* [What you need to do]
Extract all of the entries below, copying each line without any change.

— start of Task material —

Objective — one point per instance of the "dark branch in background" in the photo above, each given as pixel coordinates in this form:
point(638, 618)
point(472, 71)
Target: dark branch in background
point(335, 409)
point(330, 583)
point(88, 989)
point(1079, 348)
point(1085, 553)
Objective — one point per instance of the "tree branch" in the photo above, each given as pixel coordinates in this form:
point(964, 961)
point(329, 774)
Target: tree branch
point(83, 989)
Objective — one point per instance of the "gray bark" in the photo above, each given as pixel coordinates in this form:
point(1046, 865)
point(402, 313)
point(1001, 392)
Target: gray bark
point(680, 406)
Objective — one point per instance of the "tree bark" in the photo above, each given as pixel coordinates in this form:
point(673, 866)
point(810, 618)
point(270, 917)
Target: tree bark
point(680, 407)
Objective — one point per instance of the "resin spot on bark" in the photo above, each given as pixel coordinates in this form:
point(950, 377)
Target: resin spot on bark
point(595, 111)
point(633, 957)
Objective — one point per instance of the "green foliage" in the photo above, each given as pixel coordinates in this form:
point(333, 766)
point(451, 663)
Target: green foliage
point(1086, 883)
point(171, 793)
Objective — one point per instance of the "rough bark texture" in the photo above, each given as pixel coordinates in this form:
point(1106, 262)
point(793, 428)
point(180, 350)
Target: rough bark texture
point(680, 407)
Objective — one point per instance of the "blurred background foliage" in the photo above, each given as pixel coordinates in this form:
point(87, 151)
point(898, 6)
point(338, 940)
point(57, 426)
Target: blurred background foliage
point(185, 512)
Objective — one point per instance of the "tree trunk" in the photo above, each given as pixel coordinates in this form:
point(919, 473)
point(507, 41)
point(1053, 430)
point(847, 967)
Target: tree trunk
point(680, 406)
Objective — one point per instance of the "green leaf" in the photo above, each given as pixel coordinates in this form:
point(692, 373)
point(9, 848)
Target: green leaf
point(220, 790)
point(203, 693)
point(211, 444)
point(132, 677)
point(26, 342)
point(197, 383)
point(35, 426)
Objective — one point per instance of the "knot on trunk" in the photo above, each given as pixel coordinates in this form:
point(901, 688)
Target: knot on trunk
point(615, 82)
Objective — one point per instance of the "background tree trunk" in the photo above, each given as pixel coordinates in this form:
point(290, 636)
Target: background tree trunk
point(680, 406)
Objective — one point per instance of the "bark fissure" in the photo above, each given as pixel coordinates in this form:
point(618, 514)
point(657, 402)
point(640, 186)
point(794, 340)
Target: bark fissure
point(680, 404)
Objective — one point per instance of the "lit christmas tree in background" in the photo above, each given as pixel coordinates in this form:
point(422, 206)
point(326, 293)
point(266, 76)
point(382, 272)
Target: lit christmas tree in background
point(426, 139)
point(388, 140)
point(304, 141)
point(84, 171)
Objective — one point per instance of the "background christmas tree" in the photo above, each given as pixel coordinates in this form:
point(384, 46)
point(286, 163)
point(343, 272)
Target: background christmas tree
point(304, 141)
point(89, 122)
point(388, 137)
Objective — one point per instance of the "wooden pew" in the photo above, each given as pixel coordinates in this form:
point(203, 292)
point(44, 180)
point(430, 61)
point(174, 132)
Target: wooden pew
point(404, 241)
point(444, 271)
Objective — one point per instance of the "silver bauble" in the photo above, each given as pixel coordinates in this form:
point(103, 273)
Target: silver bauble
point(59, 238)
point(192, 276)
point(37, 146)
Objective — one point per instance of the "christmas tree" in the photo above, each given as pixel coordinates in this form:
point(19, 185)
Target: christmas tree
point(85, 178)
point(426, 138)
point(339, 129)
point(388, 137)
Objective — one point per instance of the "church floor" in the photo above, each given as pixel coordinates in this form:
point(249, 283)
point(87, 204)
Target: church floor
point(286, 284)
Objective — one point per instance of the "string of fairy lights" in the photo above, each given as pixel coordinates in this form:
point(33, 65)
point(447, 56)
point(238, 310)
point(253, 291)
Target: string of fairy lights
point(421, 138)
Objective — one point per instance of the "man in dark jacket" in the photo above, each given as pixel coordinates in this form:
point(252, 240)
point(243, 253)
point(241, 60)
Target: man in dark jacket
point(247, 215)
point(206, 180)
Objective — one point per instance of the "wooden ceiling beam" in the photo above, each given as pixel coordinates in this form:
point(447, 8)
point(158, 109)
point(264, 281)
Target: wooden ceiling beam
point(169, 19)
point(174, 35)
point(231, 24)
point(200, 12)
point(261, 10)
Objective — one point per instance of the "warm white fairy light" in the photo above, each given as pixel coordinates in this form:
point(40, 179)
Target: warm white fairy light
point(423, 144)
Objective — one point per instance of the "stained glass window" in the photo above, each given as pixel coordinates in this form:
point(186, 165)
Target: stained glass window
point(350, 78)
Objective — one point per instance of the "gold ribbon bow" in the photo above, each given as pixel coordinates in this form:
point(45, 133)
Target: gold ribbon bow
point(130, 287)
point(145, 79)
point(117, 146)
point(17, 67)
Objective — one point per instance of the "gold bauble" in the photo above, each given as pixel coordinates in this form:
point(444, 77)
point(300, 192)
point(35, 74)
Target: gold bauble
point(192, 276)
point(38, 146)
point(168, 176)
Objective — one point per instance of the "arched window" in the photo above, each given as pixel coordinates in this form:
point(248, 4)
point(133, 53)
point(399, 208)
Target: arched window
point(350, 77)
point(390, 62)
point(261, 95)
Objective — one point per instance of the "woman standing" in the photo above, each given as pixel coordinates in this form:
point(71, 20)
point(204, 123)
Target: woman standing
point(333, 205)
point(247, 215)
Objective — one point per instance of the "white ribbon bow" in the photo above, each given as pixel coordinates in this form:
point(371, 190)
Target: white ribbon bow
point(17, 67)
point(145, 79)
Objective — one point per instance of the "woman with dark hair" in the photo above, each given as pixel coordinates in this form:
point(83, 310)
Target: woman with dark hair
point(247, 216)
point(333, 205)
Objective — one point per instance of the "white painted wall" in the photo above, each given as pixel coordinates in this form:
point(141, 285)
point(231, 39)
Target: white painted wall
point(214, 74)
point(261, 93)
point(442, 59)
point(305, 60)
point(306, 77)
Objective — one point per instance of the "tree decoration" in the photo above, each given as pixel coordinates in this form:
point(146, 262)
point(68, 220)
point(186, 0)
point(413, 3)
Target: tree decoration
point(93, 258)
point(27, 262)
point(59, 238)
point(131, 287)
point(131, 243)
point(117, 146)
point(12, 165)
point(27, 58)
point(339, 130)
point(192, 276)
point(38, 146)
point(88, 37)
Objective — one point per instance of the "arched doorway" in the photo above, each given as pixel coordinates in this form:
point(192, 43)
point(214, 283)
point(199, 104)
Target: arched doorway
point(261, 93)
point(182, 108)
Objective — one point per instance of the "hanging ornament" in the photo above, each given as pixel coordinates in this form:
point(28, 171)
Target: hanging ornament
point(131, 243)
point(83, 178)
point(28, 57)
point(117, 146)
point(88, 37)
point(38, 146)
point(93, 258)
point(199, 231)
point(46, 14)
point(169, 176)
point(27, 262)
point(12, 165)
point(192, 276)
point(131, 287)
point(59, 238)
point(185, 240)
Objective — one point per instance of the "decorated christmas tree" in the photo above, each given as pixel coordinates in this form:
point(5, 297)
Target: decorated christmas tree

— end of Task material —

* [Result for this task]
Objective — one point per instance of the "dark branch in background" in the photo above, each given as pixel coordinates in this form:
point(638, 618)
point(472, 71)
Target: dark branch in background
point(335, 409)
point(330, 583)
point(88, 989)
point(1079, 348)
point(1085, 553)
Objective — one point per instance of the "tree branch" in the photo above, each given as pixel coordinates in this form:
point(964, 961)
point(329, 774)
Target: tree branch
point(83, 989)
Objective — one point per instance of the "gray bark" in the photo above, each given as pixel coordinates in this form:
point(1046, 865)
point(402, 313)
point(1001, 392)
Target: gray bark
point(680, 406)
Objective — one point per instance of the "tree bark" in the photo above, each given as pixel coordinates in this form:
point(673, 866)
point(810, 618)
point(270, 917)
Target: tree bark
point(680, 407)
Objective — one point per instance of the "resin spot on bark" in the photo above, each given as pixel coordinates in this form:
point(950, 377)
Target: resin spot on bark
point(595, 111)
point(633, 957)
Objective — one point per instance of the "green foliage" in the photo above, each given as pixel coordinates in this form:
point(333, 766)
point(451, 663)
Target: green foliage
point(1086, 883)
point(171, 793)
Objective — one point per instance of the "rough bark texture" in the photo above, each given as pixel coordinates in this form:
point(1106, 262)
point(793, 428)
point(180, 350)
Target: rough bark texture
point(680, 407)
Objective — one point per instance of the "blurred background foliage" in the photo above, each given as pixel coordinates in this form:
point(87, 151)
point(898, 6)
point(338, 940)
point(57, 426)
Target: blurred background foliage
point(185, 512)
Objective — one point per instance of the "tree trunk" in the photo above, each given as pixel coordinates in this form:
point(919, 473)
point(507, 41)
point(1053, 430)
point(847, 967)
Target: tree trunk
point(680, 406)
Objective — one point per instance of the "green leaf" in the photo above, each given as pixel coordinates in this form:
point(692, 373)
point(9, 848)
Target: green leaf
point(220, 790)
point(203, 693)
point(211, 444)
point(132, 677)
point(26, 342)
point(197, 383)
point(35, 426)
Objective — one point per instance of the "knot on trunk" in the photo above, each given as pixel coordinates in this form:
point(901, 688)
Target: knot on trunk
point(615, 82)
Objective — one point per instance of the "background tree trunk" in the photo above, each given as pixel coordinates in this form:
point(290, 636)
Target: background tree trunk
point(680, 406)
Objective — one point per instance of the "bark fissure" in the photo above, each given as pixel coordinates in this form:
point(618, 514)
point(657, 402)
point(640, 186)
point(794, 340)
Target: bark fissure
point(680, 404)
Objective — one point per instance of the "lit christmas tree in background" in the photo above, each given as pixel coordinates in this form:
point(422, 206)
point(326, 293)
point(266, 76)
point(382, 272)
Target: lit christmas tree in background
point(426, 139)
point(388, 140)
point(304, 141)
point(84, 171)
Objective — one point per instance of the "background christmas tree" in the photo above, each given as pixel coordinates in this form:
point(384, 46)
point(286, 163)
point(343, 272)
Target: background christmas tree
point(304, 141)
point(89, 122)
point(388, 137)
Objective — one point per instance of the "wooden pew" in the photo above, each given as pixel coordinates in this form:
point(203, 292)
point(44, 180)
point(430, 61)
point(174, 132)
Target: wooden pew
point(404, 241)
point(444, 271)
Objective — one point per instance of the "silver bauble" in the photo above, each given as pixel coordinates in this form:
point(103, 273)
Target: silver bauble
point(59, 238)
point(192, 276)
point(37, 146)
Objective — one point per instance of the "christmas tree" in the photo above, each given as pixel coordinates in this form:
point(19, 185)
Target: christmas tree
point(85, 178)
point(426, 138)
point(339, 129)
point(388, 137)
Objective — one point per instance of the "church floor" in the photo above, each given as pixel coordinates in this form:
point(249, 283)
point(87, 204)
Target: church floor
point(286, 284)
Objective — one point per instance of the "string of fairy lights" in the photo above, each given as pixel coordinates in this form:
point(33, 65)
point(447, 56)
point(238, 310)
point(253, 291)
Target: string of fairy lights
point(421, 138)
Objective — one point per instance of the "man in dark jacket" in the photo above, each given as pixel coordinates in this form:
point(252, 240)
point(243, 253)
point(241, 60)
Target: man in dark jacket
point(247, 215)
point(206, 180)
Objective — one point per instance of the "wooden ceiling beam" in the photo above, each given as pixel coordinates in this form:
point(447, 8)
point(158, 109)
point(264, 281)
Target: wooden ceiling beam
point(169, 19)
point(174, 35)
point(231, 24)
point(200, 12)
point(261, 10)
Objective — one point per instance of the "warm white fairy light" in the photo above, each given as pixel coordinates in this form:
point(40, 179)
Target: warm white fairy light
point(423, 144)
Objective — one point per instance of the "stained glass window" in the photo above, each given as pixel coordinates in this form:
point(186, 165)
Target: stained glass window
point(350, 78)
Objective — one point per instance of the "gold ribbon bow" in the photo above, each given as pixel coordinates in this form:
point(45, 133)
Target: gold ribbon bow
point(130, 287)
point(145, 79)
point(117, 146)
point(17, 67)
Objective — one point per instance of the "gold bauble" in the photo above, each given as pixel coordinates in this form:
point(444, 77)
point(300, 192)
point(35, 74)
Target: gold bauble
point(192, 276)
point(38, 146)
point(168, 176)
Objective — one point per instance of the "arched window" in the photo above, each given as pixel coordinates in this form:
point(248, 4)
point(133, 53)
point(399, 208)
Target: arched window
point(350, 77)
point(390, 62)
point(261, 95)
Objective — one point per instance of the "woman standing" in the photo above, each given as pixel coordinates in this form:
point(71, 20)
point(204, 123)
Target: woman standing
point(333, 205)
point(247, 215)
Objective — one point per instance of the "white ribbon bow" in the photo above, each given as pixel coordinates in this form:
point(371, 190)
Target: white ribbon bow
point(17, 67)
point(145, 79)
Objective — one point per instance of the "woman with dark hair" in the photo above, each given as pixel coordinates in this form:
point(83, 310)
Target: woman with dark hair
point(247, 216)
point(333, 205)
Objective — one point per instance of the "white painted wall" in the photo above, each given as pixel coordinates in this form:
point(141, 285)
point(231, 39)
Target: white painted wall
point(214, 74)
point(261, 93)
point(442, 59)
point(305, 60)
point(306, 77)
Objective — one point per instance of the "tree decoration" in the photo above, each given as pixel coordinates in this form:
point(146, 262)
point(68, 220)
point(186, 0)
point(413, 3)
Target: tree decoration
point(93, 258)
point(27, 262)
point(59, 238)
point(131, 287)
point(131, 243)
point(117, 146)
point(12, 165)
point(27, 58)
point(339, 130)
point(192, 276)
point(38, 146)
point(88, 37)
Objective — one point per instance of the "arched doorway" in the photo above, each given as pixel coordinates in this form:
point(192, 43)
point(214, 283)
point(199, 104)
Target: arched doorway
point(261, 93)
point(182, 108)
Objective — one point per instance of the "hanging ornament" in the photo above, each given as pixel coordinates in this form:
point(28, 171)
Target: hanging ornament
point(131, 243)
point(83, 178)
point(28, 57)
point(117, 146)
point(88, 37)
point(38, 146)
point(93, 258)
point(199, 231)
point(46, 14)
point(169, 176)
point(27, 262)
point(12, 165)
point(192, 276)
point(131, 287)
point(59, 238)
point(185, 240)
Objective — one point per instance of the "decorated christmas tree" in the photo above, each given as pixel coordinates in this form:
point(5, 297)
Target: decorated christmas tree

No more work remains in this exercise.